**Opdracht 1**
Welke grens tussen normaal en abnormaal hanteren de Amerikanen volgens de tekst over streefwaarden voor bloeddrukverlaging?
**Opdracht 2**
Zet de alinea die begint met "Om de filosofische benadering te illustreren" uit de tekst over streefwaarden voor bloeddrukverlaging om in een beknopte opsomming en behoud daarbij de belangrijkste feiten.

**Tekst**
------------------------------------------------

Cardiovasculaire Geneeskunde.nl

Hoe moeten we de nieuwe streefwaarden voor bloeddrukverlaging interpreteren?

18 feb. 2019

Prof. dr. Peter de Leeuw (Maastricht UMC+, zie slides.) gaf tot slot een prikkelend betoog over hoe we om kunnen gaan met de besproken nieuwe adviezen. Hij zette een ‘fundamentalistische’ of heel letterlijke interpretatie van de richtlijn tegenover een meer filosofische benadering.

Bij de letterlijke interpretatie gaf hij als voorbeeld dat de ESC/ESH richtlijn adviseert om staande BP te meten (vanuit zitten) om orthostatische hypotensie te meten. In bijvoorbeeld ouderen kunnen ook liggende en staande BP-metingen worden verricht tijdens opvolgende bezoeken. In ouderen komt orthostatische intolerantie echter regelmatig voor, en dit geeft een risico op vallen en ischemische episodes. Orthostatische hypotensie ziet De Leeuw dus als een voorbeeld van een situatie waarin strikte opvolging van de richtlijn soms ernstige problemen kan veroorzaken. Overigens benoemde hij dat de richtlijn zegt ‘should be considered’, dus de aanbeveling is niet heel sterk.

Om de filosofische benadering te illustreren, verwees hij naar het aloude Platt-Pickering debat. Platt zag hypertensie als een erfelijke neiging om hoge BP te ontwikkelen op middelbare leeftijd. Voor hem was het een ziekte die enkele mensen treft. Als hij gelijk zou hebben, moeten alleen mensen die de ziekte hebben behandeld worden. Pickering daarentegen zag het als een kwantitatieve afwijking van normaal. Als zijn punt meer valide is, moet het risico behandeld worden als het boven een bepaald niveau komt.

Relevant in deze discussie is de vraag wat normaal is, of welke afkapwaarde wordt gebruikt om normaal van abnormaal te onderscheiden. De Leeuw merkte op dat dit niet statisch is in de tijd. Bij betere preventie verschuift de distributie van BP’s in de populatie naar links. Waarschijnlijk heeft dit tot gevolg dat we het afkappunt voor abnormaal naar beneden verleggen. Dit is in inderdaad gebeurd in de loop van de tijd. Eerder werd SBP >160 mmHg aangehouden voor de definitie van hypertensie, maar in Europa ligt de grens tussen normaal en abnormaal nu op 140 mmHg, en de Amerikanen hebben deze zelfs verder verlaagd naar 130 mmHg.

De Leeuw denkt dat het mogelijk is dat deze grens in de toekomst nog verder daalt. Met het oog op de resultaten van de ACCORD en SPRINT trials is de vraag of dit verstandig is. Naarmate streef-BP-waarden steeds lager worden, worden de voordelen van behandeling minder. Er is meer medicatie voor nodig, maar therapietrouw gaat daardoor omlaag. Het kan zijn dat de voordelen van behandeling naar nog lagere streefwaarden niet meer opwegen tegen de nadelen. De Leeuw wond er daarom geen doekjes om dat hypertensiemanagement wat hem betreft wel wat conservatiever mag. Hij is voorstander van genuanceerde en voorzichtige interpretatie van richtlijnen.

------------------------------------------------

**Gegeven informatie**
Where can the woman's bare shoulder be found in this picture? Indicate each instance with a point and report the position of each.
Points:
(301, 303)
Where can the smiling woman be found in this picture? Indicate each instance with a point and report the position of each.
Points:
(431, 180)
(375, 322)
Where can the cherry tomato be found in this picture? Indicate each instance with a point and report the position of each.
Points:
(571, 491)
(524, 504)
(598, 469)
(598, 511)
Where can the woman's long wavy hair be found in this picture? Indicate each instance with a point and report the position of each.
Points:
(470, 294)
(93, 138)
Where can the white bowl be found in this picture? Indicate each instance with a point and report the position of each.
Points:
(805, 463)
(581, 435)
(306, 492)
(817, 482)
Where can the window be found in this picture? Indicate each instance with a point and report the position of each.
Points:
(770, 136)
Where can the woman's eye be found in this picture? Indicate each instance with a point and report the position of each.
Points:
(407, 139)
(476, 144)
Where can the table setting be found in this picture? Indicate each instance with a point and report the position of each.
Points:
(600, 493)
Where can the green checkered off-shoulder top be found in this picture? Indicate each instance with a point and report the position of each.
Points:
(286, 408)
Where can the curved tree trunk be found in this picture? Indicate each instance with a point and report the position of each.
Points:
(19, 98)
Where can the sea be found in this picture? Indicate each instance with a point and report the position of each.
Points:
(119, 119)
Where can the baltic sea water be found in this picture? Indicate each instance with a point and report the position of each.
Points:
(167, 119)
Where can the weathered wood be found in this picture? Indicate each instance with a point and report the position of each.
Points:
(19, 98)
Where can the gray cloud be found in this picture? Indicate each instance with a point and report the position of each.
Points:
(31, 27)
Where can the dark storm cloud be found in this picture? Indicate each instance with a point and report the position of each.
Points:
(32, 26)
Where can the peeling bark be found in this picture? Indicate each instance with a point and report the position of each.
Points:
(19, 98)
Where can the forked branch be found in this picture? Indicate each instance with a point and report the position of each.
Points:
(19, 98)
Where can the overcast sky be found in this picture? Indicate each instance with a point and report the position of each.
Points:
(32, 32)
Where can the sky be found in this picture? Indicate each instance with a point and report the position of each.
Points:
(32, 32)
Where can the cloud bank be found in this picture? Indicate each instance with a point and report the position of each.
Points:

------------------------------------------------

**Jouw uitwerking 1**
De Amerikanen hanteren een grens van 130 mmHg.

**Jouw uitwerking 2**
- De Leeuw illustreerde de filosofische benadering met het aloude Platt-Pickering debat.
- Platt zag hypertensie als een erfelijke neiging om op middelbare leeftijd een hoge BP te ontwikkelen, een ziekte die enkele mensen treft. Volgens die opvatting moeten alleen mensen met de ziekte behandeld worden.
- Pickering zag hypertensie als een kwantitatieve afwijking van normaal. Volgens die opvatting moet het risico behandeld worden zodra het boven een bepaald niveau komt.